+++ TRECHO FORNECIDO

Muitas augustas pra descer, muito corpo pra alongar, muita barriga pra crescer e caixa pra desempacotar.
Mas é uma delícia tão cremosa, como diz seu nonno, a gente ter chegado até aqui juntos, B., que às vezes eu me pergunto: quem está te preparando sou eu, ou quem está me preparando é você?

foto: eu, você e nosso fusca Barbecue. Créditos: Pai 

sexta-feira, 4 de outubro de 2013

o adeus ao bê-ene


Quando nos mudamos para o número 200 e pouco da rua João Miguel Jarra logo percebemos que nosso vizinho de frente, o da porta de madeira com a imagem de Nossa Senhora, era o morador mais importante do prédio.
Jota o achou um tipo esquisito com quem não se deve ter uma relação.

++++++

TAREFA A CUMPRIR: Continue o relato sobre o vizinho da rua João Miguel Jarra, começando logo após a última frase do trecho fornecido.

+++ LINHAS DE DADOS

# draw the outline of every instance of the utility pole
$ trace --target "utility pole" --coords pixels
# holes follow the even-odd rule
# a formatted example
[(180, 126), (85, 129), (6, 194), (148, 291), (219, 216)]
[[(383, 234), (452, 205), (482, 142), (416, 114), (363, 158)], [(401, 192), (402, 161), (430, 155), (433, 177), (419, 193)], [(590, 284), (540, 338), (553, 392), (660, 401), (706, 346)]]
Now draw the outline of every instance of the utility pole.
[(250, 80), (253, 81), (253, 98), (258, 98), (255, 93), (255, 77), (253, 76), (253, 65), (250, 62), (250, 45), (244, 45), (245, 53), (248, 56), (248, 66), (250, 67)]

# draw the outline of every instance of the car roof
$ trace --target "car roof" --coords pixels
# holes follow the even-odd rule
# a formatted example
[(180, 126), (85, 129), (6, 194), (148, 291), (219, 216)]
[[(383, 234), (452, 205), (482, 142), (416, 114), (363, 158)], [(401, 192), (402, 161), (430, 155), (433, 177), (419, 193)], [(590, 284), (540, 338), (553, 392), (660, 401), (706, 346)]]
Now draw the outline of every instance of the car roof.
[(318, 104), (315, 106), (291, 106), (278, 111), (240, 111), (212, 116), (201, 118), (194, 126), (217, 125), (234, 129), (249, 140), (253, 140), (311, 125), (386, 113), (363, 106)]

++++++

RESULTADO FINAL:
Todo conhecido nosso sempre perguntava "e aquele senhor que não sai de lá de baixo?". Senhor não porque apesar de ter idade avançada ele misteriosamente não tem cara de velho, tampouco de jovem.
Mas o fato é que ele nunca me causou estranhamento, e gostei mais ainda dele quando soube que residia ali há 30 anos, quando ainda estava fresca no edifício a memória de seus dias de BNH. 
Cuidava das plantas do prédio, foi ele quem semeou a maior parte delas. Se você olhar pros outros predinhos não vai ver tantas flores e tão bonitas como naquele
Dama da noite, goiabeira, mangueira, flores do campo
Diariamente alimentava os passarinhos com mamão e restos de fruta  
Cuidava também da mesa e das cadeiras
e do peculiar anãozinho que usava um relógio de verdade
O anãozinho muda de cor a cada bimestre, e hoje eu penso por que é que não fotografei todas as suas roupas, daria um magnífico ensaio!
Passava a maior parte do tempo lustrando sua moto lá embaixo
e tinha uma coisa irritante a qual nos habitamos: fumava muito, o tempo todo, inclusive nas escadas, sempre cheias de cinzas.
Era uma espécie de protetor do prédio, logo eu saquei. E que sorte a nossa: nosso vizinho de frente!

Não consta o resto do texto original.